PROBLEM TO SOLVE:
Set down, word for word, only the lines from the start of the records through the line bearing "box: [598, 165, 655, 214]"; include no pictures.

AVAILABLE RECORDS:
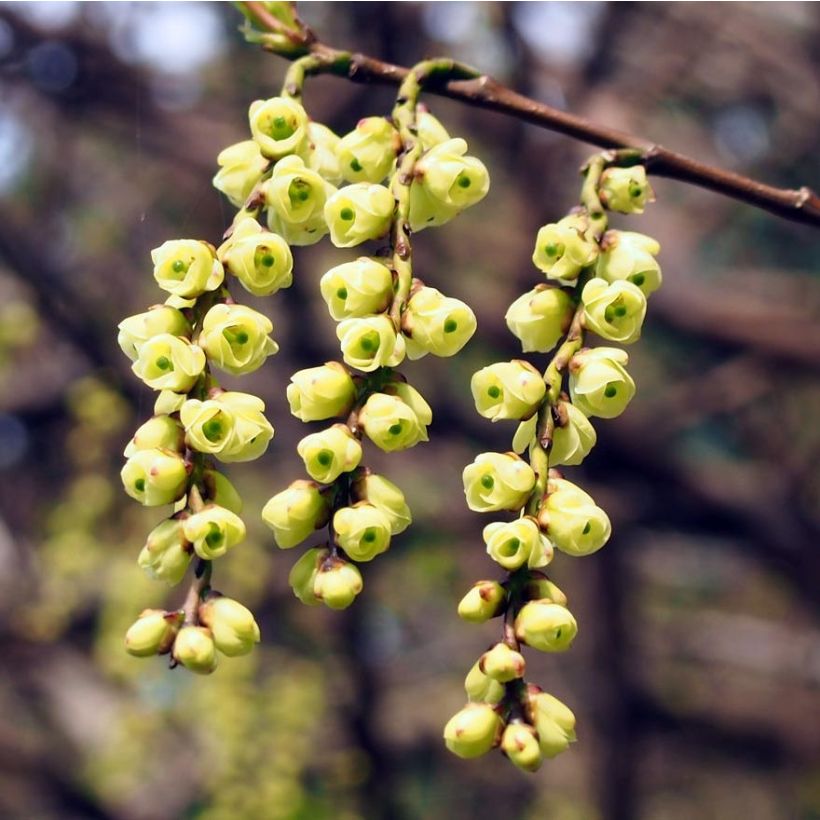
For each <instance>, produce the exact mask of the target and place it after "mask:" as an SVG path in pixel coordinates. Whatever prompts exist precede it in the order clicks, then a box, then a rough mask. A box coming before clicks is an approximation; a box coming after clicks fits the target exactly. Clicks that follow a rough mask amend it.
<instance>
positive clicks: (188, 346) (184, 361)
mask: <svg viewBox="0 0 820 820" xmlns="http://www.w3.org/2000/svg"><path fill="white" fill-rule="evenodd" d="M131 369H132V370H133V371H134V373H136V375H137V376H139V378H141V379H142V380H143V381H144V382H145V383H146V384H147V385H148V386H149V387H152V388H153V389H154V390H171V391H172V392H174V393H187V392H188V391H189V390H190V389H191V388H192V387H193V386H194V384H195V383H196V380H197V379H198V378H199V377H200V375H201V374H202V371H203V370H204V369H205V353H204V352H203V350H202V348H200V347H198V346H197V345H193V344H191V343H190V342H189V341H188V340H187V339H184V338H182V337H181V336H171V334H170V333H162V334H160V335H159V336H154V338H153V339H149V340H148V341H147V342H145V344H144V345H142V347H141V348H140V354H139V358H138V359H137V360H136V361H135V362H134V364H132V365H131Z"/></svg>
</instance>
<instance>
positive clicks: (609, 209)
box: [598, 165, 655, 214]
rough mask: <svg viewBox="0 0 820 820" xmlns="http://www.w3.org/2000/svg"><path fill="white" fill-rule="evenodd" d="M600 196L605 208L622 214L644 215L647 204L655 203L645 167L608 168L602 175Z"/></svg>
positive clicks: (653, 194)
mask: <svg viewBox="0 0 820 820" xmlns="http://www.w3.org/2000/svg"><path fill="white" fill-rule="evenodd" d="M598 196H600V197H601V204H603V206H604V207H605V208H609V210H610V211H617V212H618V213H621V214H642V213H643V211H644V208H645V207H646V204H647V203H648V202H654V201H655V192H654V191H653V190H652V187H651V186H650V184H649V180H648V179H647V178H646V168H644V167H643V165H635V166H633V167H632V168H607V169H606V170H605V171H604V172H603V173H602V174H601V182H600V186H599V188H598Z"/></svg>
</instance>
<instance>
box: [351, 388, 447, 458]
mask: <svg viewBox="0 0 820 820" xmlns="http://www.w3.org/2000/svg"><path fill="white" fill-rule="evenodd" d="M391 389H392V390H394V391H395V392H396V393H397V395H388V394H387V393H372V394H371V395H370V396H369V397H368V399H367V401H366V402H365V403H364V407H362V409H361V410H360V411H359V424H360V425H361V427H362V429H363V430H364V432H365V434H366V435H367V437H368V438H369V439H370V440H371V441H372V442H373V443H374V444H375V445H376V446H377V447H378V448H379V449H380V450H384V451H385V452H386V453H392V452H394V451H396V450H407V449H409V448H410V447H414V446H415V445H416V444H418V443H419V442H420V441H427V440H428V436H427V425H428V424H430V422H431V421H432V420H433V413H432V410H431V409H430V405H429V404H427V402H426V401H425V400H424V399H423V398H422V397H421V394H419V393H418V391H416V390H414V389H413V388H412V387H410V386H409V385H403V386H401V387H400V386H393V387H392V388H391Z"/></svg>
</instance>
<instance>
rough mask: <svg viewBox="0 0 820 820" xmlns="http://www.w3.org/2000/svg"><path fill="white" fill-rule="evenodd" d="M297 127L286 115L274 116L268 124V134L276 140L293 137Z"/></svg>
mask: <svg viewBox="0 0 820 820" xmlns="http://www.w3.org/2000/svg"><path fill="white" fill-rule="evenodd" d="M294 131H295V129H294V128H293V126H292V125H291V124H290V123H289V122H288V121H287V120H286V119H285V118H284V117H274V118H273V119H272V120H271V121H270V124H269V125H268V136H270V137H272V138H273V139H275V140H286V139H287V138H288V137H292V136H293V134H294Z"/></svg>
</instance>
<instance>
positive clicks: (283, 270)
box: [217, 217, 293, 296]
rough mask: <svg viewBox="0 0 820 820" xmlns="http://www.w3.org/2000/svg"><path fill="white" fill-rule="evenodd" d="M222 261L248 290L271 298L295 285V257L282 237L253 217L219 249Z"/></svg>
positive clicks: (237, 228) (262, 295) (241, 227)
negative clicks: (259, 223) (271, 232)
mask: <svg viewBox="0 0 820 820" xmlns="http://www.w3.org/2000/svg"><path fill="white" fill-rule="evenodd" d="M217 256H218V257H219V260H220V261H221V262H222V264H223V265H225V268H226V269H227V270H228V272H229V273H232V274H233V275H234V276H235V277H236V278H237V279H238V280H239V282H240V284H241V285H242V287H243V288H245V290H247V291H249V292H250V293H253V294H254V295H255V296H270V295H271V294H273V293H276V291H278V290H280V289H281V288H289V287H290V286H291V284H292V283H293V254H292V253H291V252H290V248H289V247H288V243H287V242H285V240H284V239H282V237H281V236H279V235H278V234H275V233H271V232H270V231H266V230H265V229H264V228H263V227H262V226H261V225H260V224H259V223H258V222H257V221H256V220H255V219H253V218H252V217H245V218H244V219H240V220H239V221H238V222H237V223H236V227H235V228H234V230H233V233H232V234H231V235H230V237H229V238H228V239H227V240H225V242H223V243H222V245H220V246H219V249H218V250H217Z"/></svg>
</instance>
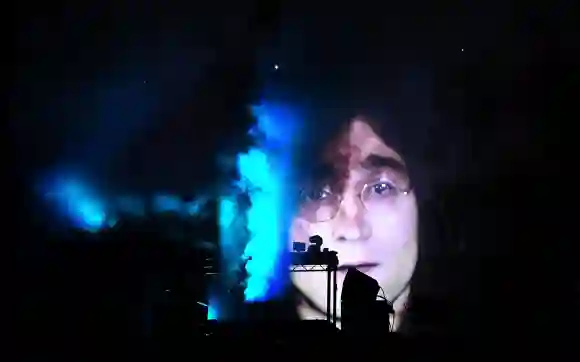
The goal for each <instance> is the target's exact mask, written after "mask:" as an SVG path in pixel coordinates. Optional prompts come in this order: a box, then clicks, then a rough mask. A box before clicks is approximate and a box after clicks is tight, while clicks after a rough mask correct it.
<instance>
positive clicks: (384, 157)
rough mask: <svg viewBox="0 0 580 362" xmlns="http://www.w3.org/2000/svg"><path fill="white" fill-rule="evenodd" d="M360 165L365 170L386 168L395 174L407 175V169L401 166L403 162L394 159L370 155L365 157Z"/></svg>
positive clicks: (406, 168)
mask: <svg viewBox="0 0 580 362" xmlns="http://www.w3.org/2000/svg"><path fill="white" fill-rule="evenodd" d="M361 165H362V166H363V167H364V168H366V169H373V168H385V167H387V168H390V169H392V170H394V171H397V172H401V173H405V174H406V173H407V167H406V166H405V165H404V164H403V162H401V161H399V160H397V159H396V158H394V157H386V156H379V155H375V154H372V155H369V156H367V158H366V159H365V160H364V161H363V162H362V163H361Z"/></svg>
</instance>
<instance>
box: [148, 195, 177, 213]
mask: <svg viewBox="0 0 580 362" xmlns="http://www.w3.org/2000/svg"><path fill="white" fill-rule="evenodd" d="M182 207H183V202H182V201H181V199H179V197H177V196H174V195H156V196H154V197H153V211H155V212H159V213H163V212H175V213H179V212H181V210H182Z"/></svg>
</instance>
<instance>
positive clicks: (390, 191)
mask: <svg viewBox="0 0 580 362" xmlns="http://www.w3.org/2000/svg"><path fill="white" fill-rule="evenodd" d="M411 190H412V186H411V184H410V182H409V181H408V180H405V181H403V182H401V183H400V184H399V185H397V184H395V183H394V182H391V181H386V180H381V179H379V180H375V181H373V182H367V183H365V184H363V186H362V187H361V188H360V189H359V190H357V191H358V192H357V195H358V198H357V199H358V200H359V201H360V203H361V204H362V205H363V206H364V208H365V209H366V210H367V211H369V212H374V211H382V210H384V209H385V207H388V206H389V205H393V204H394V203H395V202H396V201H397V199H398V198H399V197H400V196H405V195H408V194H409V193H410V192H411ZM343 200H344V197H343V195H341V194H339V193H335V192H333V191H332V189H331V188H330V187H328V186H325V187H321V188H308V189H306V188H305V189H303V190H302V191H301V194H300V205H299V208H298V209H299V217H301V218H303V219H305V220H308V221H310V222H324V221H329V220H332V219H334V218H335V217H336V215H337V214H338V211H339V210H340V207H341V205H342V202H343Z"/></svg>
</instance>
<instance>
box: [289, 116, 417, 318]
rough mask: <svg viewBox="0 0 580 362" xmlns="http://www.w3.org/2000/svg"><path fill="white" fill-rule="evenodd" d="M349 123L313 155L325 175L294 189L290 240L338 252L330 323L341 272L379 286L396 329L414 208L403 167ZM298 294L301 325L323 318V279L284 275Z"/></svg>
mask: <svg viewBox="0 0 580 362" xmlns="http://www.w3.org/2000/svg"><path fill="white" fill-rule="evenodd" d="M371 124H373V123H371V122H369V121H367V120H365V119H363V118H357V119H354V120H352V121H350V122H348V124H347V125H346V126H345V128H344V129H343V130H342V132H340V134H338V135H337V137H335V138H334V139H333V141H331V142H330V143H329V144H327V145H326V146H325V147H324V152H323V154H322V155H316V156H313V157H317V158H318V159H320V161H321V163H322V164H323V167H322V169H323V170H326V172H322V173H321V174H317V175H312V178H311V180H308V181H307V182H304V186H303V187H301V198H300V204H299V206H298V211H297V213H296V215H295V217H294V219H293V222H292V226H291V240H293V241H299V242H305V241H308V239H309V237H311V236H314V235H319V236H321V237H322V239H323V245H322V248H328V249H329V250H331V251H336V252H338V259H339V271H338V274H337V284H338V291H337V301H338V302H337V317H339V318H340V315H341V314H340V300H341V289H342V284H343V282H344V278H345V275H346V268H347V267H355V268H357V269H358V270H359V271H361V272H363V273H365V274H366V275H368V276H370V277H372V278H374V279H375V280H377V281H378V283H379V285H380V287H381V291H380V292H379V295H381V296H383V295H384V297H385V298H386V299H388V300H389V301H390V302H392V303H393V307H394V309H395V313H396V315H395V317H396V318H395V326H394V327H395V328H396V327H397V325H399V324H400V322H401V318H398V317H399V316H400V315H402V312H403V311H404V308H405V307H404V306H405V304H406V301H407V298H408V296H409V283H410V280H411V277H412V275H413V272H414V270H415V264H416V261H417V251H418V250H417V249H418V245H417V223H418V216H417V214H418V213H417V202H416V198H415V195H414V193H413V189H412V183H411V180H410V178H409V175H408V173H407V168H406V165H405V160H404V159H403V157H402V156H401V154H399V153H398V152H397V150H395V149H393V148H392V147H391V146H390V145H389V144H388V143H386V142H385V141H384V139H383V137H381V135H382V134H387V133H388V129H379V128H380V127H377V126H376V125H374V126H372V125H371ZM291 275H292V281H293V283H294V285H295V286H296V288H297V289H298V291H299V294H300V302H299V305H298V313H299V316H300V318H301V319H324V318H326V315H325V311H326V297H327V296H326V283H327V275H326V273H325V272H322V271H321V272H308V273H291Z"/></svg>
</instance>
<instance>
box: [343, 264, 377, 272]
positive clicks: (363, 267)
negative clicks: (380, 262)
mask: <svg viewBox="0 0 580 362" xmlns="http://www.w3.org/2000/svg"><path fill="white" fill-rule="evenodd" d="M378 265H379V264H378V263H356V264H341V265H339V266H338V270H339V271H341V270H348V269H350V268H355V269H357V270H358V271H360V272H363V273H365V272H368V271H369V270H371V269H373V268H374V267H376V266H378Z"/></svg>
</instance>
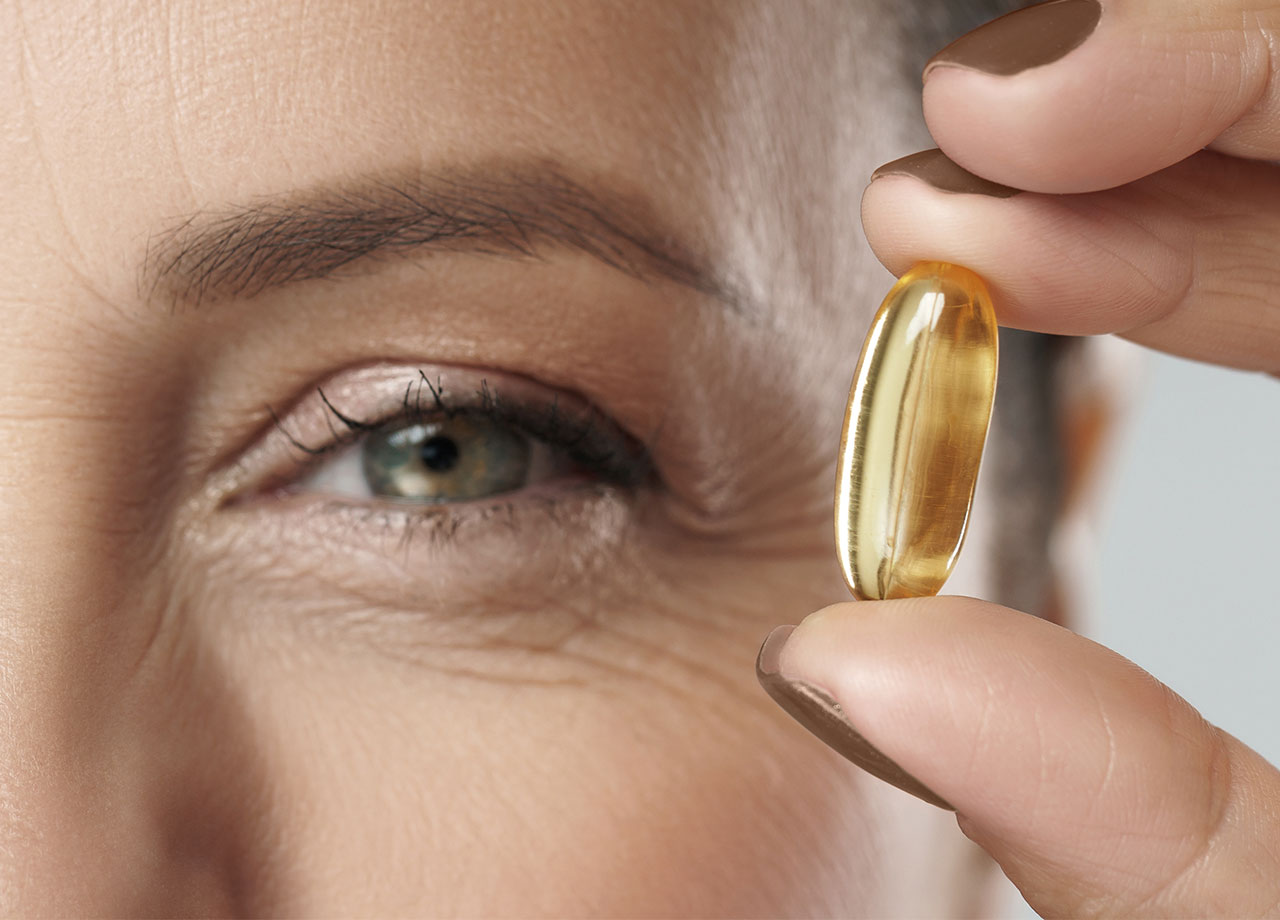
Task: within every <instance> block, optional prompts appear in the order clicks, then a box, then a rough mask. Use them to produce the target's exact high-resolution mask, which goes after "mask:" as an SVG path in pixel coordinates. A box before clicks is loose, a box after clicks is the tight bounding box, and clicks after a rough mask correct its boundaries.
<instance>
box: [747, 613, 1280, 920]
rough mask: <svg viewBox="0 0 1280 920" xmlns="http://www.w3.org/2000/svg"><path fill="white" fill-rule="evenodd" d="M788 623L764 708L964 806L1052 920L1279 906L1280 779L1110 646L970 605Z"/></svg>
mask: <svg viewBox="0 0 1280 920" xmlns="http://www.w3.org/2000/svg"><path fill="white" fill-rule="evenodd" d="M790 630H791V627H780V628H778V630H776V631H774V633H773V635H771V636H769V640H767V641H765V645H764V647H762V655H760V663H759V665H758V667H759V669H760V679H762V683H764V685H765V687H767V688H768V690H769V692H771V695H773V696H774V699H777V700H778V701H780V702H782V704H783V708H786V709H787V710H788V711H791V713H792V714H795V715H797V718H800V720H801V722H803V723H804V724H805V726H806V727H808V728H810V731H814V732H815V733H818V734H819V737H823V740H827V738H828V737H831V738H832V746H833V747H837V750H841V752H842V754H845V755H846V756H850V757H851V759H854V760H855V763H860V765H861V764H865V765H867V766H868V768H869V770H870V772H872V773H874V774H876V775H879V777H881V778H886V779H888V781H890V782H893V783H895V784H897V786H900V787H905V788H909V789H911V791H914V792H915V793H916V795H920V797H923V798H925V800H928V801H933V802H934V804H950V805H951V806H954V809H955V810H956V813H957V819H959V823H960V828H961V829H963V830H964V833H965V834H966V836H969V837H970V838H972V839H973V841H975V842H977V843H978V845H979V846H982V847H983V848H984V850H986V851H987V852H989V853H991V855H992V856H993V857H995V859H996V861H997V862H1000V865H1001V868H1002V869H1004V870H1005V874H1006V875H1009V878H1010V879H1011V880H1012V882H1014V884H1016V885H1018V888H1019V889H1020V891H1021V892H1023V896H1024V897H1025V898H1027V900H1028V902H1029V903H1030V905H1032V907H1034V908H1036V910H1037V911H1038V912H1041V914H1042V915H1050V916H1055V915H1071V916H1135V915H1153V914H1155V915H1169V914H1176V915H1207V914H1220V915H1231V916H1243V915H1261V914H1266V912H1267V911H1276V910H1277V907H1280V773H1277V772H1276V769H1275V768H1272V766H1271V765H1270V764H1267V763H1266V761H1265V760H1263V759H1262V757H1261V756H1258V755H1257V754H1256V752H1254V751H1252V750H1251V749H1248V747H1245V746H1244V745H1242V743H1240V742H1239V741H1236V740H1235V738H1233V737H1231V736H1229V734H1226V733H1225V732H1222V731H1220V729H1217V728H1215V727H1213V726H1211V724H1208V723H1207V722H1204V719H1202V718H1201V717H1199V714H1198V713H1196V710H1194V709H1192V706H1190V705H1188V704H1187V702H1185V701H1184V700H1181V699H1180V697H1179V696H1178V695H1175V694H1174V692H1172V691H1171V690H1169V688H1167V687H1165V686H1164V685H1161V683H1160V682H1157V681H1156V679H1155V678H1153V677H1151V676H1149V674H1147V673H1146V672H1143V670H1140V669H1139V668H1138V667H1137V665H1134V664H1133V663H1130V662H1128V660H1125V659H1124V658H1120V656H1119V655H1116V654H1115V653H1112V651H1110V650H1107V649H1105V647H1102V646H1100V645H1097V644H1096V642H1092V641H1089V640H1087V638H1083V637H1080V636H1076V635H1074V633H1071V632H1069V631H1066V630H1062V628H1060V627H1057V626H1053V624H1051V623H1047V622H1044V621H1041V619H1037V618H1034V617H1029V615H1027V614H1021V613H1016V612H1014V610H1007V609H1005V608H1000V607H996V605H993V604H987V603H983V601H978V600H973V599H969V598H920V599H910V600H892V601H859V603H850V604H837V605H833V607H829V608H826V609H823V610H819V612H818V613H814V614H813V615H810V617H808V618H806V619H805V621H804V622H803V623H801V624H800V626H799V627H795V628H794V631H790ZM797 701H799V702H797ZM832 704H835V705H832ZM823 705H827V708H828V710H831V711H828V714H827V717H826V719H823V718H818V717H817V709H818V708H820V706H823ZM913 784H914V786H915V787H916V788H914V789H913V788H911V787H913ZM922 789H923V792H922Z"/></svg>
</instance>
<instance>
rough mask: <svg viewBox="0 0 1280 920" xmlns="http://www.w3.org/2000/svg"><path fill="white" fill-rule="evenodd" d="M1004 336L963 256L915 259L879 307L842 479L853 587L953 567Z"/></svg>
mask: <svg viewBox="0 0 1280 920" xmlns="http://www.w3.org/2000/svg"><path fill="white" fill-rule="evenodd" d="M997 343H998V335H997V326H996V313H995V310H993V307H992V303H991V294H989V292H988V290H987V285H986V283H984V282H983V280H982V279H980V278H979V276H978V275H975V274H974V273H973V271H970V270H969V269H964V267H961V266H959V265H950V264H947V262H920V264H918V265H915V266H914V267H913V269H911V270H910V271H908V273H906V274H905V275H902V278H901V279H899V282H897V284H895V285H893V288H892V289H891V290H890V292H888V296H887V297H886V298H884V302H883V303H882V305H881V308H879V311H878V312H877V313H876V319H874V320H873V322H872V329H870V333H869V334H868V335H867V342H865V343H864V344H863V352H861V356H860V357H859V360H858V369H856V370H855V371H854V383H852V386H851V388H850V393H849V407H847V408H846V409H845V427H844V432H842V435H841V439H840V468H838V475H837V480H836V548H837V554H838V557H840V566H841V568H842V569H844V573H845V581H846V582H847V585H849V590H850V591H852V594H854V596H855V598H861V599H865V600H881V599H888V598H918V596H928V595H934V594H937V592H938V591H940V590H941V589H942V585H943V583H945V582H946V580H947V577H948V576H950V575H951V571H952V569H954V568H955V562H956V558H957V557H959V554H960V546H961V545H963V544H964V535H965V528H966V527H968V523H969V511H970V508H972V507H973V494H974V488H975V485H977V482H978V468H979V464H980V463H982V450H983V447H984V445H986V441H987V429H988V427H989V425H991V408H992V403H993V401H995V395H996V367H997V352H998V344H997Z"/></svg>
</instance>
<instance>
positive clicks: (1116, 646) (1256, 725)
mask: <svg viewBox="0 0 1280 920" xmlns="http://www.w3.org/2000/svg"><path fill="white" fill-rule="evenodd" d="M1132 348H1134V351H1138V349H1137V347H1132ZM1139 360H1140V362H1142V366H1140V372H1139V375H1138V383H1139V389H1138V393H1137V403H1135V407H1134V412H1133V416H1132V417H1130V420H1129V425H1128V429H1126V430H1125V431H1123V432H1121V436H1120V439H1119V443H1117V448H1119V449H1117V450H1116V453H1115V457H1114V459H1115V464H1114V467H1112V470H1111V476H1110V481H1107V482H1106V484H1105V488H1103V489H1102V499H1103V512H1102V518H1101V523H1102V527H1101V532H1100V545H1098V558H1097V572H1098V581H1097V586H1096V591H1094V599H1093V608H1094V613H1093V614H1092V615H1091V627H1089V628H1088V630H1087V631H1088V633H1089V635H1091V636H1092V637H1094V638H1097V640H1098V641H1101V642H1102V644H1105V645H1108V646H1111V647H1112V649H1115V650H1116V651H1119V653H1120V654H1123V655H1125V656H1126V658H1130V659H1132V660H1134V662H1137V663H1138V664H1140V665H1142V667H1143V668H1146V669H1147V670H1149V672H1152V673H1153V674H1155V676H1156V677H1158V678H1160V679H1161V681H1164V682H1165V683H1167V685H1169V686H1170V687H1172V688H1174V690H1176V691H1178V692H1179V694H1181V695H1183V696H1184V697H1187V700H1189V701H1190V702H1192V704H1193V705H1194V706H1197V708H1198V709H1199V710H1201V713H1203V714H1204V717H1206V718H1208V719H1210V720H1211V722H1213V723H1216V724H1219V726H1221V727H1222V728H1225V729H1226V731H1229V732H1231V733H1233V734H1235V736H1236V737H1239V738H1240V740H1243V741H1244V742H1245V743H1248V745H1249V746H1251V747H1253V749H1254V750H1257V751H1260V752H1261V754H1263V755H1265V756H1267V757H1268V759H1270V760H1271V761H1272V763H1280V717H1277V714H1276V704H1277V701H1280V536H1277V531H1280V380H1276V379H1274V377H1268V376H1263V375H1261V374H1242V372H1238V371H1229V370H1224V369H1220V367H1210V366H1206V365H1199V363H1194V362H1190V361H1183V360H1180V358H1171V357H1167V356H1164V354H1155V353H1151V352H1146V351H1142V354H1140V357H1139Z"/></svg>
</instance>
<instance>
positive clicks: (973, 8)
mask: <svg viewBox="0 0 1280 920" xmlns="http://www.w3.org/2000/svg"><path fill="white" fill-rule="evenodd" d="M1028 5H1029V4H1028V3H1025V0H916V1H915V3H902V4H897V5H896V6H897V15H899V26H900V28H901V29H902V31H904V35H902V41H901V42H900V47H901V49H902V65H904V68H905V69H906V72H908V74H909V78H910V79H911V81H913V82H918V81H919V79H920V72H922V70H923V69H924V64H925V61H927V60H928V59H929V58H931V56H933V54H936V52H937V51H938V49H941V47H942V46H943V45H946V44H947V42H950V41H952V40H955V38H959V37H960V36H961V35H964V33H965V32H968V31H970V29H973V28H975V27H978V26H980V24H982V23H983V22H987V20H988V19H993V18H995V17H997V15H1004V14H1005V13H1010V12H1012V10H1015V9H1019V8H1023V6H1028ZM1075 347H1076V340H1075V339H1069V338H1064V337H1057V335H1042V334H1037V333H1025V331H1019V330H1015V329H1001V330H1000V381H998V384H997V395H996V411H995V417H993V420H992V427H991V435H989V439H988V447H987V461H986V463H987V464H988V473H989V477H988V479H987V482H988V488H992V486H993V488H995V489H993V491H995V495H992V496H989V498H991V499H992V500H991V503H989V507H992V508H995V518H996V519H995V522H993V523H995V527H993V531H992V534H991V544H989V545H988V546H986V548H984V549H986V550H987V553H988V554H989V558H991V560H992V578H993V582H995V585H993V589H992V590H993V595H992V598H991V600H995V601H997V603H1000V604H1006V605H1009V607H1012V608H1016V609H1019V610H1025V612H1028V613H1034V614H1038V615H1043V614H1044V613H1046V612H1047V609H1048V607H1050V592H1051V590H1052V585H1051V581H1050V577H1048V576H1050V571H1051V567H1050V544H1051V540H1052V536H1053V526H1055V522H1056V521H1057V517H1059V511H1060V508H1061V502H1062V495H1064V441H1062V430H1061V421H1062V420H1061V415H1062V412H1061V407H1060V403H1059V386H1057V385H1056V379H1057V377H1059V375H1060V374H1061V372H1062V370H1061V369H1062V366H1064V361H1065V358H1066V357H1068V354H1069V352H1070V349H1073V348H1075Z"/></svg>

PROBLEM SOLUTION:
For each <instance>, produce the exact mask of the target and place it after "mask:" as an SVG path in pixel coordinates. Whatever prompts exist precede it in the order clicks, then a box, then a rough mask. A box coming before clicks is an approximation; a box coming after clicks fits the target exactly. Clicks that follow a rough mask amend it.
<instance>
positive clicks: (188, 346) (184, 361)
mask: <svg viewBox="0 0 820 820" xmlns="http://www.w3.org/2000/svg"><path fill="white" fill-rule="evenodd" d="M131 369H132V370H133V371H134V373H136V375H137V376H139V378H141V379H142V380H143V381H144V382H145V383H146V384H147V385H148V386H149V387H152V388H153V389H154V390H171V391H172V392H174V393H187V392H188V391H189V390H190V389H191V388H192V387H193V386H194V384H195V383H196V380H197V379H198V378H199V377H200V375H201V374H202V371H203V370H204V369H205V353H204V352H203V350H202V348H200V347H198V346H197V345H193V344H191V343H190V342H189V341H188V340H187V339H184V338H182V337H181V336H171V334H170V333H162V334H160V335H159V336H154V338H153V339H149V340H148V341H147V342H145V344H144V345H142V347H141V348H140V354H139V358H138V359H137V360H136V361H135V362H134V364H132V365H131Z"/></svg>
</instance>
<instance>
positive clicks: (609, 209)
box: [598, 165, 655, 214]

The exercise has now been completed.